[Dataset entries]
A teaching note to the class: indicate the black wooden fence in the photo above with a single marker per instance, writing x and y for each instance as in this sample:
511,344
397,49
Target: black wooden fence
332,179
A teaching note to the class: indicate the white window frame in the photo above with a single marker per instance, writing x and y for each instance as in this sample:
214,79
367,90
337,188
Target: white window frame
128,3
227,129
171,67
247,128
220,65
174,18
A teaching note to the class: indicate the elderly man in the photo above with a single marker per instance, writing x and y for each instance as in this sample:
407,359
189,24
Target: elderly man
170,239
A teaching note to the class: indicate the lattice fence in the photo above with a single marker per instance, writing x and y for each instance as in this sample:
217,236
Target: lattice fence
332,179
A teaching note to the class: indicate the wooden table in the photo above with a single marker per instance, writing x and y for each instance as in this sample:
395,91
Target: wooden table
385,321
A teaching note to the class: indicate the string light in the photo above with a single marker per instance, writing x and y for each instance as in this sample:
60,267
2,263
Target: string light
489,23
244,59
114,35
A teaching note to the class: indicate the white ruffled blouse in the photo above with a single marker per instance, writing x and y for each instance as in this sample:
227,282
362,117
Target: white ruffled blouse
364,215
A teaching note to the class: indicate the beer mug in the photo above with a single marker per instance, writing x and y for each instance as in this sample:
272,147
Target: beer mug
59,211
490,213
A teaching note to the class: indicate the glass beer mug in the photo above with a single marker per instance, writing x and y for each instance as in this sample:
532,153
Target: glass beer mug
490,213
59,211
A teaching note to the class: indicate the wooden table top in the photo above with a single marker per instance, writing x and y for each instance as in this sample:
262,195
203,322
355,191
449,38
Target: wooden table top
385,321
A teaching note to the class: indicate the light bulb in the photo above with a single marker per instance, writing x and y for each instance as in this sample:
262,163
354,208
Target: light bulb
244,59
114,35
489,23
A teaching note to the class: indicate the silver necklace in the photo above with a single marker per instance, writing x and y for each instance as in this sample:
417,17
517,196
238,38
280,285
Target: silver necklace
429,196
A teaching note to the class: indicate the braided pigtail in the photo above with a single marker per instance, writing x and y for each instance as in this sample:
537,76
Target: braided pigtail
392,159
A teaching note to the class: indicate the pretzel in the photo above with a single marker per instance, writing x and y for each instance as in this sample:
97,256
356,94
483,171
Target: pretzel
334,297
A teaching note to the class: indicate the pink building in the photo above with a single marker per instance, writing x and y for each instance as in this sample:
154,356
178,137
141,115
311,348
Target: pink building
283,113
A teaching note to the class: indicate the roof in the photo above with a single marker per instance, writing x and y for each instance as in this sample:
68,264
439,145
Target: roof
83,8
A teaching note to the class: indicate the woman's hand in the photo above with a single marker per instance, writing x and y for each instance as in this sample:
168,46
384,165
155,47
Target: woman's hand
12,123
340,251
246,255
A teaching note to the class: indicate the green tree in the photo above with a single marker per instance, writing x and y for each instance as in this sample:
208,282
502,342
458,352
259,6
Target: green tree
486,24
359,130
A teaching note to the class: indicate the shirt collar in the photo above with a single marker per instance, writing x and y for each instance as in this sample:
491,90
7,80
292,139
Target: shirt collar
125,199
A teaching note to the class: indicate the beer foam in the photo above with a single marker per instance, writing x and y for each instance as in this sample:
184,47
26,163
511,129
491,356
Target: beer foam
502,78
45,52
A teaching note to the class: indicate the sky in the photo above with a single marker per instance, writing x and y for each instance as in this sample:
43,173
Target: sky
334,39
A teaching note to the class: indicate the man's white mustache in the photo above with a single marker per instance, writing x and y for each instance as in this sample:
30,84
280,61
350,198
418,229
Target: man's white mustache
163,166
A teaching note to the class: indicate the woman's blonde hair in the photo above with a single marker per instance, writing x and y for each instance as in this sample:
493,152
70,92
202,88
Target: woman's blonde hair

## Exercise instructions
Give back the data above exactly, so that every line matches.

## Finished task
A teaching note to the class: indicate the black wooden fence in the photo above with a single marker per instance, writing x and y for each instance as in this sample:
511,344
397,49
Target: black wooden fence
332,179
A teaching note to the class: indicate the white window frame in the photo above with a single marker per instance, writing x and y for each instance as in this sample:
214,79
367,90
337,188
Target: white window frame
128,3
227,129
171,67
247,128
220,65
174,18
A teaching note to the class: indicate the elderly man in the photo above with a single marker per instance, writing x and y for each instance as in this sample:
407,359
189,24
Target: elderly man
170,239
A teaching note to the class: indicate the lattice fence in the photo above with a single marker per instance, writing x and y for each instance as in this sample:
217,236
Target: lattice fence
332,179
A teaching note to the class: indicate the wooden table in the photo above with a single marker per instance, writing x and y for each instance as in this sample:
395,91
Target: wooden table
385,321
A teaching note to the class: indicate the string light in the photo above with a single marker per instance, writing x and y for each instance as in this sample:
60,267
2,263
Target: string light
489,23
244,59
114,35
A teaching note to the class: indicate the white ruffled blouse in the photo above with a single marker per instance, writing x and y for each instance as in this sample:
227,282
362,117
Target: white ruffled blouse
364,215
A teaching note to the class: indicate the beer mug in the photo above with a single marker per instance, writing x and y for each instance as in this sample:
272,147
Target: beer mug
59,211
490,213
A teaching note to the class: indicate the glass beer mug in the photo above with a single marker per instance, writing x and y for each instance as in this sample:
532,153
Target: glass beer mug
490,213
59,211
A teaching note to the class: indicate the wooden table top in the photo above with a single marker per instance, writing x and y for each instance as in this sample:
262,195
203,322
355,191
449,38
Target: wooden table top
385,321
A teaching note to the class: indicate the light bulb in the photo above with a single marker per instance, writing x and y for each instance as in this sample:
262,163
354,208
Target: light bulb
244,59
114,35
489,23
A teaching note to the class: indicate the silver necklace in the photo above with a single marker per instance, writing x and y for each instance as in this sample:
417,17
517,196
238,38
280,285
Target: silver necklace
429,196
A teaching note to the class: indicate the braided pigtail in the photo above with a single marker per instance, writing x and y for each instance as in this sample:
537,76
Target: braided pigtail
392,159
A teaching note to the class: indicate the pretzel in the photo above with a single marker per instance, writing x and y for each instance as in this sample:
97,256
356,94
483,171
Target: pretzel
334,297
A teaching note to the class: indicate the pink building in the photo above with a single marker per instance, writing x and y for each instance as in this sample:
154,356
178,137
141,115
311,348
Target: pink building
283,113
A teaching note to the class: indicate the roof in the photo above with a single marker per instance, writing x and y for each instance as in this sample:
68,264
439,145
Target: roof
83,8
A teaching note to the class: indicate the woman's hand in the photo above with a single marker per instance, writing x and y for each instance as in this sample:
168,46
384,165
155,47
Target: woman's hand
12,123
340,251
246,255
A teaching note to the class: indicate the green tree in the photo above with a single marker per instance, writing x and y for each instance as in this sample:
208,282
502,342
458,352
259,6
Target: green tree
486,24
359,130
A teaching note to the class: indicate the shirt collar in the photo above with a single marker per instance, writing x and y for each instance as in this sample:
491,90
7,80
292,139
Target: shirt collar
125,199
A teaching note to the class: indicate the beer foam in the photo above with a single marker per instance, writing x and y for each instance as in this sample:
184,47
26,163
511,129
491,356
Target: beer foam
502,78
45,52
A teaching note to the class: indicate the sky in the photo above with a single marker per instance, writing x and y for each instance as in this sample:
43,173
Target: sky
334,39
A teaching note to the class: indicate the man's white mustache in the photo above with a single marker per instance, writing x and y for each instance as in this sample:
30,84
280,61
350,198
418,229
Target: man's white mustache
163,166
A teaching note to the class: indicate the woman's blonde hair in the photo above with a single marker per instance, writing x and y for each instance as in this sample:
493,152
70,92
202,88
Target: woman's blonde hair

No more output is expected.